(Photo-based referring expression data)
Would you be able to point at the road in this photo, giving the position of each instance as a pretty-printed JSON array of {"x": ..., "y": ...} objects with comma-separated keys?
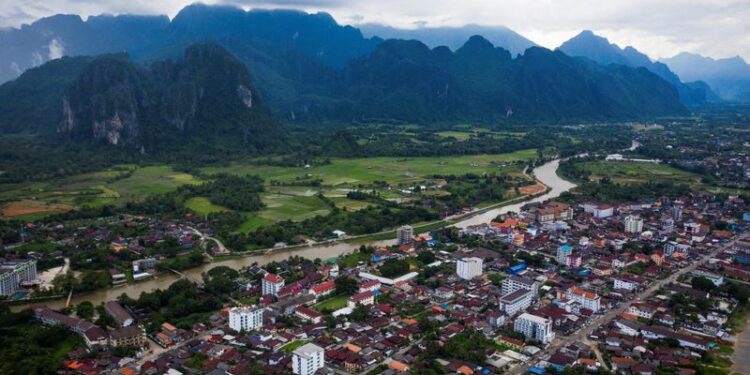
[{"x": 580, "y": 334}]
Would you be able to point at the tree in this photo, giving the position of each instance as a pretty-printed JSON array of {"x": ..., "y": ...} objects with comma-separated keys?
[
  {"x": 346, "y": 285},
  {"x": 361, "y": 313},
  {"x": 85, "y": 310}
]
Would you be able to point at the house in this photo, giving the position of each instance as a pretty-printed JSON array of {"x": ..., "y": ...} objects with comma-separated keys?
[{"x": 364, "y": 298}]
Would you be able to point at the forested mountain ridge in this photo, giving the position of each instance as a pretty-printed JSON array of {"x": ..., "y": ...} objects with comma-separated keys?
[
  {"x": 205, "y": 97},
  {"x": 599, "y": 49}
]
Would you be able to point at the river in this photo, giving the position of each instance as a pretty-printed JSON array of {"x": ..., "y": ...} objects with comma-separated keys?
[{"x": 546, "y": 174}]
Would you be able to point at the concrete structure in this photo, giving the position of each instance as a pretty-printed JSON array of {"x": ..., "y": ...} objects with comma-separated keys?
[
  {"x": 514, "y": 283},
  {"x": 469, "y": 268},
  {"x": 563, "y": 252},
  {"x": 534, "y": 327},
  {"x": 307, "y": 359},
  {"x": 633, "y": 224},
  {"x": 13, "y": 273},
  {"x": 245, "y": 318},
  {"x": 589, "y": 300},
  {"x": 272, "y": 283},
  {"x": 405, "y": 234},
  {"x": 515, "y": 302},
  {"x": 118, "y": 313}
]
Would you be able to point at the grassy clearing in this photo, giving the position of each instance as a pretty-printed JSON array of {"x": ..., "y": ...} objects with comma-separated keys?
[
  {"x": 349, "y": 172},
  {"x": 625, "y": 172},
  {"x": 203, "y": 206},
  {"x": 332, "y": 304}
]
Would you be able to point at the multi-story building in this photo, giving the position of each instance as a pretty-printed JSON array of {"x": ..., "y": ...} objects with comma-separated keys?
[
  {"x": 364, "y": 298},
  {"x": 534, "y": 327},
  {"x": 515, "y": 302},
  {"x": 271, "y": 284},
  {"x": 633, "y": 224},
  {"x": 563, "y": 252},
  {"x": 405, "y": 234},
  {"x": 127, "y": 336},
  {"x": 513, "y": 283},
  {"x": 589, "y": 300},
  {"x": 245, "y": 318},
  {"x": 469, "y": 268},
  {"x": 307, "y": 359},
  {"x": 13, "y": 273}
]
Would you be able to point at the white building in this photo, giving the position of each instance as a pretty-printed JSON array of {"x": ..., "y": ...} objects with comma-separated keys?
[
  {"x": 13, "y": 273},
  {"x": 272, "y": 283},
  {"x": 563, "y": 252},
  {"x": 307, "y": 359},
  {"x": 245, "y": 318},
  {"x": 515, "y": 302},
  {"x": 513, "y": 283},
  {"x": 469, "y": 268},
  {"x": 534, "y": 327},
  {"x": 633, "y": 224},
  {"x": 405, "y": 234},
  {"x": 589, "y": 300}
]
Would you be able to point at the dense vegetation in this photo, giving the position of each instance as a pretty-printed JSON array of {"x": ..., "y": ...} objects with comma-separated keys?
[{"x": 29, "y": 348}]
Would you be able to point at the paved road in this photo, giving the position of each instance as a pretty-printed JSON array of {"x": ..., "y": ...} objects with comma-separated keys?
[{"x": 580, "y": 334}]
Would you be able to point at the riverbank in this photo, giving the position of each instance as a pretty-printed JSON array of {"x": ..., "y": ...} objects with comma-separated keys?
[{"x": 546, "y": 174}]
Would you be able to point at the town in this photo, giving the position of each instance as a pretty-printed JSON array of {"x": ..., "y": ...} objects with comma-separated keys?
[{"x": 638, "y": 287}]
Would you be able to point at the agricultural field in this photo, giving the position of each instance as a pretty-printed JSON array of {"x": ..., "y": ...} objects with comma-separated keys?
[
  {"x": 118, "y": 185},
  {"x": 393, "y": 170},
  {"x": 132, "y": 183},
  {"x": 627, "y": 172}
]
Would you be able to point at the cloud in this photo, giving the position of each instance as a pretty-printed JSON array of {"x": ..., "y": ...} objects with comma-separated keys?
[
  {"x": 56, "y": 49},
  {"x": 718, "y": 28}
]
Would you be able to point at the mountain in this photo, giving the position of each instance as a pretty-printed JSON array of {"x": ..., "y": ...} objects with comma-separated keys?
[
  {"x": 729, "y": 78},
  {"x": 151, "y": 38},
  {"x": 205, "y": 98},
  {"x": 453, "y": 37},
  {"x": 599, "y": 49},
  {"x": 406, "y": 80}
]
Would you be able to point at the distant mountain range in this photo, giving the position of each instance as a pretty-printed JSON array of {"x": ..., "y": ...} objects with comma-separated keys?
[
  {"x": 599, "y": 49},
  {"x": 453, "y": 37},
  {"x": 728, "y": 78},
  {"x": 303, "y": 68}
]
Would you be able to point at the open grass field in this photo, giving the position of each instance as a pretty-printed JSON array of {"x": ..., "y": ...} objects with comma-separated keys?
[
  {"x": 627, "y": 172},
  {"x": 393, "y": 170}
]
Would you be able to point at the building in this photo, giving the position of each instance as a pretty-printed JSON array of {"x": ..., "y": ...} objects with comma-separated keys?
[
  {"x": 271, "y": 284},
  {"x": 245, "y": 318},
  {"x": 553, "y": 211},
  {"x": 118, "y": 313},
  {"x": 405, "y": 234},
  {"x": 308, "y": 314},
  {"x": 307, "y": 359},
  {"x": 514, "y": 283},
  {"x": 127, "y": 336},
  {"x": 364, "y": 298},
  {"x": 589, "y": 300},
  {"x": 534, "y": 327},
  {"x": 515, "y": 302},
  {"x": 633, "y": 224},
  {"x": 469, "y": 268},
  {"x": 563, "y": 252},
  {"x": 323, "y": 289},
  {"x": 13, "y": 273}
]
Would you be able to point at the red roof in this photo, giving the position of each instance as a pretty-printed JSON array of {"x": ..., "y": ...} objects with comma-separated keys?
[
  {"x": 323, "y": 287},
  {"x": 274, "y": 278}
]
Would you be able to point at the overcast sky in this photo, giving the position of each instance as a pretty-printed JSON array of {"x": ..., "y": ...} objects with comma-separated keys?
[{"x": 660, "y": 28}]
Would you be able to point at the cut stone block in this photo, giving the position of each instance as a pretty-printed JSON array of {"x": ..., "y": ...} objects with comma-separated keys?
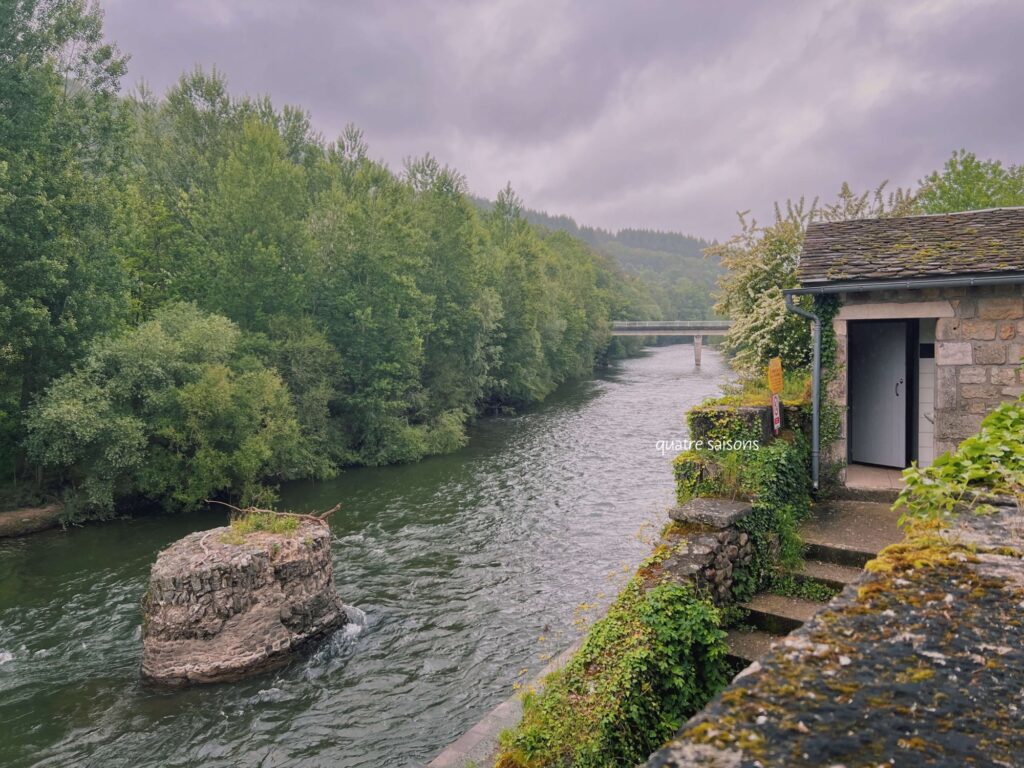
[{"x": 718, "y": 513}]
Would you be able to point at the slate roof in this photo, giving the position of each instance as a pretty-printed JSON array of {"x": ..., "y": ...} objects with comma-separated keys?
[{"x": 948, "y": 244}]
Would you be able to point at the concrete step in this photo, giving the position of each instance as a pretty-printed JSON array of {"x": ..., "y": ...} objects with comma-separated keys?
[
  {"x": 829, "y": 573},
  {"x": 779, "y": 615},
  {"x": 748, "y": 645},
  {"x": 855, "y": 494},
  {"x": 839, "y": 555},
  {"x": 849, "y": 532}
]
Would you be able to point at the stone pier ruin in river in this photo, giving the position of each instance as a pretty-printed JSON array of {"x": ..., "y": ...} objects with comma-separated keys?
[{"x": 221, "y": 605}]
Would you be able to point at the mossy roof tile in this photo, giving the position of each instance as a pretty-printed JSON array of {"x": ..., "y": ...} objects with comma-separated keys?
[{"x": 949, "y": 244}]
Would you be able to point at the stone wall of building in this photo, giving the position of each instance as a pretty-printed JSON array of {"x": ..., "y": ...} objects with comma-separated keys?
[
  {"x": 978, "y": 351},
  {"x": 878, "y": 678},
  {"x": 715, "y": 548}
]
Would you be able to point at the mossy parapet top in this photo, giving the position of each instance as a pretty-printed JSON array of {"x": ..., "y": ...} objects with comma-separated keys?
[
  {"x": 920, "y": 663},
  {"x": 218, "y": 608}
]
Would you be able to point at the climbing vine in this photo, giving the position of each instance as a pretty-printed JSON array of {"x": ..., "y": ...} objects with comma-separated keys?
[
  {"x": 985, "y": 465},
  {"x": 654, "y": 659}
]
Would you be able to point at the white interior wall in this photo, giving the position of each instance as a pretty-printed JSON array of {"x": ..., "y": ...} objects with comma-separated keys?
[{"x": 926, "y": 397}]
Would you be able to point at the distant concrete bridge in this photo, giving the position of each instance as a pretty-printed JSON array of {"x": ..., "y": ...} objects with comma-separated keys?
[{"x": 696, "y": 329}]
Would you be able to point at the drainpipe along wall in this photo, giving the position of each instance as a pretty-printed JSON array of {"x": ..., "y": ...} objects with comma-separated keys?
[{"x": 910, "y": 284}]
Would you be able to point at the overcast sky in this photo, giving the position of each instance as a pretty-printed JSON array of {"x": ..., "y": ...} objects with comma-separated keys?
[{"x": 670, "y": 115}]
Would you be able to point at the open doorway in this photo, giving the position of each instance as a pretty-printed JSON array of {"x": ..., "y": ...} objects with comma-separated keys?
[{"x": 883, "y": 387}]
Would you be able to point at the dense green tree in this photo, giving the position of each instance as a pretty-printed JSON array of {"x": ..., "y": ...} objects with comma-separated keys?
[
  {"x": 168, "y": 412},
  {"x": 761, "y": 262},
  {"x": 967, "y": 183}
]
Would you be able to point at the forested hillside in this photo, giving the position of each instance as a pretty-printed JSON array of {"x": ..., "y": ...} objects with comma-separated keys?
[
  {"x": 200, "y": 295},
  {"x": 672, "y": 266}
]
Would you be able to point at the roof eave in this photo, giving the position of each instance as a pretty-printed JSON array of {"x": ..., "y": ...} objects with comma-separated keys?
[{"x": 962, "y": 281}]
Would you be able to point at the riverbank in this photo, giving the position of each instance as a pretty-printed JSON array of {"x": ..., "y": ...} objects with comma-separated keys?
[
  {"x": 472, "y": 570},
  {"x": 16, "y": 522}
]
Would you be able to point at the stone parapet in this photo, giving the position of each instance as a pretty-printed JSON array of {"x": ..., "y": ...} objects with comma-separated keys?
[
  {"x": 920, "y": 663},
  {"x": 715, "y": 547}
]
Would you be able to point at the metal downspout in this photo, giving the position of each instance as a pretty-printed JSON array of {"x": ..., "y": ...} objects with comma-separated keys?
[{"x": 815, "y": 387}]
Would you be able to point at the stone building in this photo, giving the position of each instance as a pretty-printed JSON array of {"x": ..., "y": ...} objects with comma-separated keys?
[{"x": 930, "y": 329}]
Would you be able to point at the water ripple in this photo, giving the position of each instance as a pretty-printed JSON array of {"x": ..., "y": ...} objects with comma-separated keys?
[{"x": 469, "y": 571}]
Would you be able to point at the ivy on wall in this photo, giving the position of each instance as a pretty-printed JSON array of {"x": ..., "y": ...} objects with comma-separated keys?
[{"x": 656, "y": 658}]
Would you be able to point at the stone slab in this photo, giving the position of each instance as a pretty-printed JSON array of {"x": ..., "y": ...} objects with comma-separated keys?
[{"x": 718, "y": 513}]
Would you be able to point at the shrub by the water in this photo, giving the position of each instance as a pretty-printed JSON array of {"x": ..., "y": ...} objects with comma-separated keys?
[
  {"x": 169, "y": 412},
  {"x": 654, "y": 659}
]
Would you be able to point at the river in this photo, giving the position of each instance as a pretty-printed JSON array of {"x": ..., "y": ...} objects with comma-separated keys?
[{"x": 465, "y": 572}]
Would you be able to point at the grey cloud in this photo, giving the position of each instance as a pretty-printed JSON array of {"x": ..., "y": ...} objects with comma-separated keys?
[{"x": 663, "y": 114}]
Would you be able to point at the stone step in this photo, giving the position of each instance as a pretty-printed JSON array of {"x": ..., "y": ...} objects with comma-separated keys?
[
  {"x": 849, "y": 532},
  {"x": 778, "y": 614},
  {"x": 748, "y": 645},
  {"x": 854, "y": 494},
  {"x": 829, "y": 573}
]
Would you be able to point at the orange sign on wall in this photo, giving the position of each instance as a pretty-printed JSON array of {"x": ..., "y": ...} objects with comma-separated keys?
[{"x": 775, "y": 375}]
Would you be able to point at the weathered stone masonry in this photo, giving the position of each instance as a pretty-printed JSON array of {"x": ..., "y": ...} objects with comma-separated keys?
[
  {"x": 979, "y": 343},
  {"x": 216, "y": 610},
  {"x": 715, "y": 549},
  {"x": 879, "y": 678}
]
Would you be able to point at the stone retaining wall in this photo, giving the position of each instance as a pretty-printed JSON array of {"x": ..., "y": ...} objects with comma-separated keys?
[
  {"x": 217, "y": 610},
  {"x": 921, "y": 663}
]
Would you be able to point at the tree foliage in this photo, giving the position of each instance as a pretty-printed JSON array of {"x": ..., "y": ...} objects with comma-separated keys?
[
  {"x": 169, "y": 412},
  {"x": 967, "y": 183},
  {"x": 761, "y": 263}
]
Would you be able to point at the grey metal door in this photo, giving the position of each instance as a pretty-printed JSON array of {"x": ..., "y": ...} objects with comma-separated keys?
[{"x": 879, "y": 389}]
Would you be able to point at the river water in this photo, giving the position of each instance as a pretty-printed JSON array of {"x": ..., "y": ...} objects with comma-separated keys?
[{"x": 465, "y": 572}]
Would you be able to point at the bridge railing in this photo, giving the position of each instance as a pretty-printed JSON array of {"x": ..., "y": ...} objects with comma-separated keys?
[{"x": 674, "y": 325}]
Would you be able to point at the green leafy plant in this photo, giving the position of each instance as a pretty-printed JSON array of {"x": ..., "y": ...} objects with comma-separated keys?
[
  {"x": 654, "y": 659},
  {"x": 259, "y": 521},
  {"x": 985, "y": 465}
]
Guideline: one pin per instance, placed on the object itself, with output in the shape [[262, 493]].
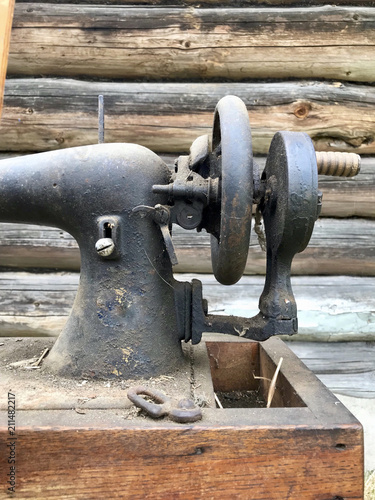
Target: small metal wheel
[[292, 197], [290, 209], [231, 142]]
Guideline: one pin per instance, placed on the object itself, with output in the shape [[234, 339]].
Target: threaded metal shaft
[[338, 164]]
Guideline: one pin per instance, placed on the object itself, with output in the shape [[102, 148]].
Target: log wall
[[298, 65]]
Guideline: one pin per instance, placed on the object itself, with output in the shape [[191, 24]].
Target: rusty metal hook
[[182, 411]]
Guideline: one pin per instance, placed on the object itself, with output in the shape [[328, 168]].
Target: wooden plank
[[44, 114], [182, 462], [337, 246], [180, 43], [310, 450], [6, 16]]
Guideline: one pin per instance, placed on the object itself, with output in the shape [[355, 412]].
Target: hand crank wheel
[[291, 177], [231, 140]]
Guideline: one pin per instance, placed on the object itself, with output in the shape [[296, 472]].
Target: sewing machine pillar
[[123, 321]]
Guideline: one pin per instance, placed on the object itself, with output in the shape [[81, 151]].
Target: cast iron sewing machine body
[[130, 315], [119, 201]]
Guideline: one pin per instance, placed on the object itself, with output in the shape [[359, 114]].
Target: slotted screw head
[[105, 247]]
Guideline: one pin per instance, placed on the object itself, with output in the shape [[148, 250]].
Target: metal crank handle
[[338, 164]]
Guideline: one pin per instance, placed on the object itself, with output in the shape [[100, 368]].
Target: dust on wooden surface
[[37, 389]]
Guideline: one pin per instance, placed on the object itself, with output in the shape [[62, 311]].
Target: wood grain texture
[[345, 367], [332, 309], [310, 452], [6, 16], [341, 197], [337, 246], [193, 43], [187, 462], [214, 3], [45, 114]]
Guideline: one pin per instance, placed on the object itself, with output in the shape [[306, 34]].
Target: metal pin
[[100, 119]]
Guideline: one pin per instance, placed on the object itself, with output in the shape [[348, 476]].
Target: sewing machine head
[[120, 200]]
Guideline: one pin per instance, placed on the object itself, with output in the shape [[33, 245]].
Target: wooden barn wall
[[298, 65]]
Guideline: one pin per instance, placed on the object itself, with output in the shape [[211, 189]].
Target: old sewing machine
[[131, 315]]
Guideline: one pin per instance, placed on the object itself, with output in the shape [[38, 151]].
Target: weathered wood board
[[184, 43], [337, 246], [43, 114], [334, 309], [6, 16], [347, 368], [230, 3], [305, 450], [341, 197]]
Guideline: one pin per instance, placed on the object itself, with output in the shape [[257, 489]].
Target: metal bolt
[[105, 247], [338, 164]]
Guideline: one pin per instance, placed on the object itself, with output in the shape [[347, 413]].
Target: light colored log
[[336, 247], [332, 311], [6, 16], [44, 114], [341, 198], [347, 368], [236, 44], [214, 3]]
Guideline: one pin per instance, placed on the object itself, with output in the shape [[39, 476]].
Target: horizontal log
[[336, 247], [329, 309], [346, 368], [185, 43], [45, 114], [214, 3], [341, 197]]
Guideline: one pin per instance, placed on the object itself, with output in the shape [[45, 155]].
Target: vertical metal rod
[[100, 119]]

• PROMPT:
Above are some lines. Repeat exactly, and only, those from the line that has "Target: sewing machine head" through the line that has "shape [[347, 413]].".

• FINISHED EXERCISE:
Target: sewing machine head
[[120, 200]]
Guideline: one pin per instance, placed on the object itself, with output in the shape [[33, 245]].
Target: wooden barn wall
[[298, 65]]
Guideline: one pin per instance, placed on the object itself, with output in the shape [[211, 189]].
Target: old sewing machine
[[131, 315]]
Guideline: one pin per instance, placed on the object itself, with output in the shape [[38, 151]].
Target: weathered wood board
[[184, 43], [337, 246], [43, 114], [334, 309], [6, 16], [347, 368], [230, 3], [305, 450], [341, 197]]
Guideline: one pin per instance, placed on the object itself, with output in the shape [[257, 489]].
Target: metal bolt
[[105, 247], [338, 164]]
Guideline: one pin per instance, placed on the object itself, with output in the shape [[347, 413]].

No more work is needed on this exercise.